Wherever a line in the records contains the word "covered", return that line.

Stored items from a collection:
________________________________________
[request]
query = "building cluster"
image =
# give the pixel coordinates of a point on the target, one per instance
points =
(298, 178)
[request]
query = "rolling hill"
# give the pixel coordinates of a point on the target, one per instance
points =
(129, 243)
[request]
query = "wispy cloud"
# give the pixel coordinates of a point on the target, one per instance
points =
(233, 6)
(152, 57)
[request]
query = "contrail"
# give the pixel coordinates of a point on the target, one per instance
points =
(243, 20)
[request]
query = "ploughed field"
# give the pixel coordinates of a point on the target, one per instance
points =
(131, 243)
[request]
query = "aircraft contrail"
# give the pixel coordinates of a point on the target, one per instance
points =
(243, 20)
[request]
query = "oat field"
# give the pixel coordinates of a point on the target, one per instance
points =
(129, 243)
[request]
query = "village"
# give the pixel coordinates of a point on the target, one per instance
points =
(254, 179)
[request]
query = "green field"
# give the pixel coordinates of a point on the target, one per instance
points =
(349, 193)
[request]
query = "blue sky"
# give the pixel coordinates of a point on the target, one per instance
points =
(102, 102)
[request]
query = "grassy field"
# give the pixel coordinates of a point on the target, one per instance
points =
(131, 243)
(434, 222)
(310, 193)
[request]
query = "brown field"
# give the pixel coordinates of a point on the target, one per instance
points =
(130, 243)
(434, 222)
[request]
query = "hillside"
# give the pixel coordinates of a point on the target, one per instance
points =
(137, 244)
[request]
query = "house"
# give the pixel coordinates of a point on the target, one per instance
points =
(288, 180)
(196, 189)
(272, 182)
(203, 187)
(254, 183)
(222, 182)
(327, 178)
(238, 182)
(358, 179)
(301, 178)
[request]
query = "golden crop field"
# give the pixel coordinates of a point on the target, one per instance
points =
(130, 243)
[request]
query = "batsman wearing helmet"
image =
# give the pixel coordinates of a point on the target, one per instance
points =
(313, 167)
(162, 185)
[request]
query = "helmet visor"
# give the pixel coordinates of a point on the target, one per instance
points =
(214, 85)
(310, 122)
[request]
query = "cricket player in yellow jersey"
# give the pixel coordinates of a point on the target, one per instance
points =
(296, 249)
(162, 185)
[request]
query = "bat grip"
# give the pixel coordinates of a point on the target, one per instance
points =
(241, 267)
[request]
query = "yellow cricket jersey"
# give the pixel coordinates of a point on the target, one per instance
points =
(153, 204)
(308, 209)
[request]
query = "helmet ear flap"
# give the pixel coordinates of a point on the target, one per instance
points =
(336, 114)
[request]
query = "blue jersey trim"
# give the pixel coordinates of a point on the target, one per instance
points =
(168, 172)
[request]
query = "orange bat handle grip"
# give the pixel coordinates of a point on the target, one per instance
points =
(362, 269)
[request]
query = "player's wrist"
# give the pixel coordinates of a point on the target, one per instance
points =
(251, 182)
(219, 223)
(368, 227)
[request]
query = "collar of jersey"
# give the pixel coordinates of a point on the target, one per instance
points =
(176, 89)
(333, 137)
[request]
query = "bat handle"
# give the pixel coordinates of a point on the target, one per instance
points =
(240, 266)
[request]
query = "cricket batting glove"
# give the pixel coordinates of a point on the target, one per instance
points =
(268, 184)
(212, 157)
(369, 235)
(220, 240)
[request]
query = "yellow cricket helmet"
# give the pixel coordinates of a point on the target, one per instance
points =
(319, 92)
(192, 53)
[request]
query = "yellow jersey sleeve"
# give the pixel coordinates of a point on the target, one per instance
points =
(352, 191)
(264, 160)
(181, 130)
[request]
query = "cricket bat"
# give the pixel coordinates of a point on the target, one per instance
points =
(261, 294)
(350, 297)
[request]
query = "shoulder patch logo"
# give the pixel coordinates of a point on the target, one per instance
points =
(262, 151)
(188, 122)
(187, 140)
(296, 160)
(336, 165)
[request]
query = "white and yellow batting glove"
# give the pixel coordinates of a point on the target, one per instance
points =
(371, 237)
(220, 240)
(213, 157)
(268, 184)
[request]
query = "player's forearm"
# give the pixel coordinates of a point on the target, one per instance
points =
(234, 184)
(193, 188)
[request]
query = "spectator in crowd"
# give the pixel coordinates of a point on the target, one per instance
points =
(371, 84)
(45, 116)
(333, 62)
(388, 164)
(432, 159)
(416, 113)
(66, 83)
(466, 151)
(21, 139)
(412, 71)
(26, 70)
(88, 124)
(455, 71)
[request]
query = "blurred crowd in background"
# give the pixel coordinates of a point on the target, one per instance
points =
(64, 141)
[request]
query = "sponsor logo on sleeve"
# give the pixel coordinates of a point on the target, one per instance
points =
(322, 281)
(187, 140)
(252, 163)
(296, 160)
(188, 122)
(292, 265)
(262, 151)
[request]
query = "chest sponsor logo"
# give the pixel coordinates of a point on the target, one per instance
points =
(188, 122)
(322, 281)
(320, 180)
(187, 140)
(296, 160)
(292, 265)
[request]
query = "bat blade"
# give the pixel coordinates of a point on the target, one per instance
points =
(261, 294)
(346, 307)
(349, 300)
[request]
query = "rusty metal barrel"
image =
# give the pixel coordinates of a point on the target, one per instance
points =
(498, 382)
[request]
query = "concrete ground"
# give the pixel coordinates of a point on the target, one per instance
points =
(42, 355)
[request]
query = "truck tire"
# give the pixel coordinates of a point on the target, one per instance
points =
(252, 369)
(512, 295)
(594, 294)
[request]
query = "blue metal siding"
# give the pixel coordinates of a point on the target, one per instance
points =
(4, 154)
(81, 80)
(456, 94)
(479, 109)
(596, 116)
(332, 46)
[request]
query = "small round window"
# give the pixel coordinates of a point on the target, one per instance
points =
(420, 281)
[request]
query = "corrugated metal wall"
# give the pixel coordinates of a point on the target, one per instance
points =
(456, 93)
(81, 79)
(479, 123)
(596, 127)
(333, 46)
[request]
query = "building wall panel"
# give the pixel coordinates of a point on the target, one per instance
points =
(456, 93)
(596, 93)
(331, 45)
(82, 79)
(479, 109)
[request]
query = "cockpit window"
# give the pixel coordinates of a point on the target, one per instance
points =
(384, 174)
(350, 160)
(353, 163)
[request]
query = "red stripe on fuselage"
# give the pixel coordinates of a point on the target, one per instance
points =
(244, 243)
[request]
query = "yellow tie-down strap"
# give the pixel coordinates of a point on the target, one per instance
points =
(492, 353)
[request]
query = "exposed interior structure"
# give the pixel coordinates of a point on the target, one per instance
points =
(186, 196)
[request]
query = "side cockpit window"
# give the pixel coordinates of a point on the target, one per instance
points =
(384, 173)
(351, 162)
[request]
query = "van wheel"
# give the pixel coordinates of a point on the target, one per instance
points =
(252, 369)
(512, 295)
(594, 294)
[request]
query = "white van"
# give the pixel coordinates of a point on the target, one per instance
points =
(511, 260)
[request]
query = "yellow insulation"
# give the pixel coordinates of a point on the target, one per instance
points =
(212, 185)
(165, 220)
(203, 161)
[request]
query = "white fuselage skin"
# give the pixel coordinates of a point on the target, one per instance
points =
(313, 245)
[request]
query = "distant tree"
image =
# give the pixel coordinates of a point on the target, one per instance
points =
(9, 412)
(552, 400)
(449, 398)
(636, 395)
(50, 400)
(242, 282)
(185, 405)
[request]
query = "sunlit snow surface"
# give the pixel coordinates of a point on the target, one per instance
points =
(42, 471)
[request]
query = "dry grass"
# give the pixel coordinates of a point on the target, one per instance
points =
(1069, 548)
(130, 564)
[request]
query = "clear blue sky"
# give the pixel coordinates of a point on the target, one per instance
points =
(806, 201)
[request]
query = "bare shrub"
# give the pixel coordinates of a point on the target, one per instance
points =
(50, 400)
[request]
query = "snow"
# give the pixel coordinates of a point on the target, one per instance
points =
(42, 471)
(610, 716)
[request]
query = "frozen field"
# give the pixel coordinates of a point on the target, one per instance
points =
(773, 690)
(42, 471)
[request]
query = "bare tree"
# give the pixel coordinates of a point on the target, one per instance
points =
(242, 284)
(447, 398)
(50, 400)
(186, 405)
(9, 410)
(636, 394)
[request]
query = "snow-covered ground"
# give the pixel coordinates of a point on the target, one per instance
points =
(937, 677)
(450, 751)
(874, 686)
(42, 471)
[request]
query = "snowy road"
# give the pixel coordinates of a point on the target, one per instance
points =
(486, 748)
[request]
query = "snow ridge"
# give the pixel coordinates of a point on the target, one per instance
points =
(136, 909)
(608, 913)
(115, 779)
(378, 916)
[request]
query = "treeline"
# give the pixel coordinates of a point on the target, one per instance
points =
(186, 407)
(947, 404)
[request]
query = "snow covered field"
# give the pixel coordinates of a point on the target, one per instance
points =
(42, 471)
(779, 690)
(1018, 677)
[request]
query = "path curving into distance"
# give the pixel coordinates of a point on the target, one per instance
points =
________________________________________
#### [Solution to this problem]
query = "snow-covered ground"
query = "snow covered field"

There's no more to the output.